** Start Document segment **
## **Generating Synthetic/Dummy Data Using Faker**

### 1. Introduction to Faker

`Faker` is a Python package that generates fake data such as names, addresses, emails, dates, credit card numbers, and more.

**Key Features:** Randomised generation, locale support, wide range of data types.

### 2. Install required libraries
To start, we will need the `Faker` library to generate the dummy data. Additionally, we will use PySpark for working with Spark DataFrames in Python.

For Python, use:

In [8]:
!pip install Faker
!pip install setuptools

Looking in indexes: https://njobud:****@onsart-01/artifactory/api/pypi/yr-python/simple



[notice] A new release of pip is available: 24.2 -> 25.0.1
[notice] To update, run: python.exe -m pip install --upgrade pip


Looking in indexes: https://njobud:****@onsart-01/artifactory/api/pypi/yr-python/simple



[notice] A new release of pip is available: 24.2 -> 25.0.1
[notice] To update, run: python.exe -m pip install --upgrade pip


For further details to assist on the setup, please visit the [official documentation](https://faker.readthedocs.io/en/master/).
** End Document segment **
Parts of the exercise -
- 1) Do the following statements agree with the Faker tutorial? For each, answer yes or no and quote the deciding words.
(a) Faker can produce data for different locales.
(b) The tutorial uses pandas to work with DataFrames.
(c) The pip notice reports that version 25.0.1 is available while 24.2 is installed.
- 2) What command does the Faker tutorial give for updating pip?
- 3) Go on with the Faker tutorial from where it stops.
** Start Material supplied **
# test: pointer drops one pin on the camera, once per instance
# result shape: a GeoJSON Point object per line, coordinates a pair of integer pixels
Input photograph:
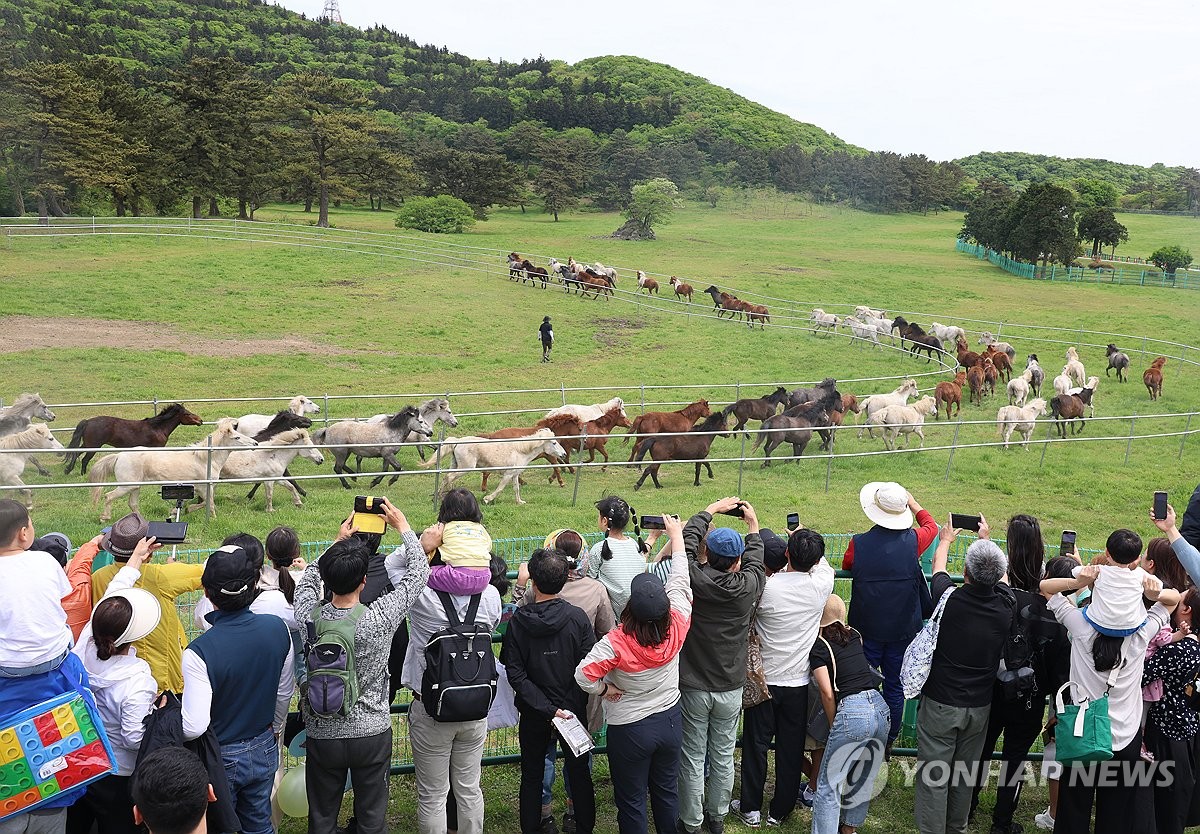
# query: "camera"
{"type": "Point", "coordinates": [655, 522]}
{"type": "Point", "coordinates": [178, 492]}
** End Material supplied **
** Start Material supplied **
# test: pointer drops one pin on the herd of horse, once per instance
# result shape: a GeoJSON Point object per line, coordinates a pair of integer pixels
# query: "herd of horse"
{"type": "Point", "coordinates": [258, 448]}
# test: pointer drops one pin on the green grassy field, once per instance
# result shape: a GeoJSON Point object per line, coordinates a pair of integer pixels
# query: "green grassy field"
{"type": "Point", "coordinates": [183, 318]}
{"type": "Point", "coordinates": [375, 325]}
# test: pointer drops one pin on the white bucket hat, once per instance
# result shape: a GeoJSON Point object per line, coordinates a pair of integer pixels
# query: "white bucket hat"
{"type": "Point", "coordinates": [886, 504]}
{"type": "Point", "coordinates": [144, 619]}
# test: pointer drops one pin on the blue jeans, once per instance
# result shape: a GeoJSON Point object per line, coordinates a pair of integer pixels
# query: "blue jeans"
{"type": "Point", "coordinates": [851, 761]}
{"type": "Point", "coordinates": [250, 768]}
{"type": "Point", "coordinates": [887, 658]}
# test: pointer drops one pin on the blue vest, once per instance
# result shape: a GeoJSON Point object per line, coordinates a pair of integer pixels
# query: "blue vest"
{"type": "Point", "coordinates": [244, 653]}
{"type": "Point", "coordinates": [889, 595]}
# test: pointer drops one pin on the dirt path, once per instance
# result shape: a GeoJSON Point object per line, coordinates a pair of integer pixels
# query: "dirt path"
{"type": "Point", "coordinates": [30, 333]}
** End Material supplied **
Expected responses -
- 1)
(a) Yes: "locale support"
(b) No: "we will use PySpark for working with Spark DataFrames in Python"
(c) Yes: "A new release of pip is available: 24.2 -> 25.0.1"

- 2) python.exe -m pip install --upgrade pip

- 3)
**Check the version of the `Faker` package installed in your environment**

In [9]:
import pkg_resources
faker_version = pkg_resources.get_distribution("Faker").version
print(f"faker_version: {faker_version}")

faker_version: 37.1.0


**Set up a global random seed for reproducibility**

You can set a global seed for all data providers and use it without explicitly passing it to each provider:

In [10]:
from faker import Faker
fake = Faker()
fake.seed_instance(42)

### 3. Generate a first fake dData

In [11]:
# Generate sample personal data
print("Name:", fake.name())
print("Email:", fake.email())
print("Address:", (fake.address()).replace("\n", ", ")) # the address method has new line characters (\n), hence, replace with ", " to have all in one line
print("Phone:", fake.phone_number())
print("Birthday:", fake.date_of_birth(minimum_age=18, maximum_age=90))

Name: Allison Hill
Email: donaldgarcia@example.net
Address: 600 Jeffery Parkways, New Jamesside, MT 29394
Phone: 394.802.6542x351
Birthday: 1947-06-02


### 4. International data generation


Faker has a great feature that allows it to generate data tailored to specific locales. Here's how you can create data that reflects various locations:

In [12]:
# Create localised Faker instances
fake_us = Faker('en_US')
fake_uk = Faker('en_GB')
fake_fr = Faker('fr_FR')
fake_jp = Faker('ja_JP')

print("US:", fake_us.address().replace("\n", ", "))
print("UK:", fake_uk.address().replace("\n", ", "))
print("France:", fake_fr.address().replace("\n", ", "))
print("Japan:", fake_jp.address().replace("\n", ", "))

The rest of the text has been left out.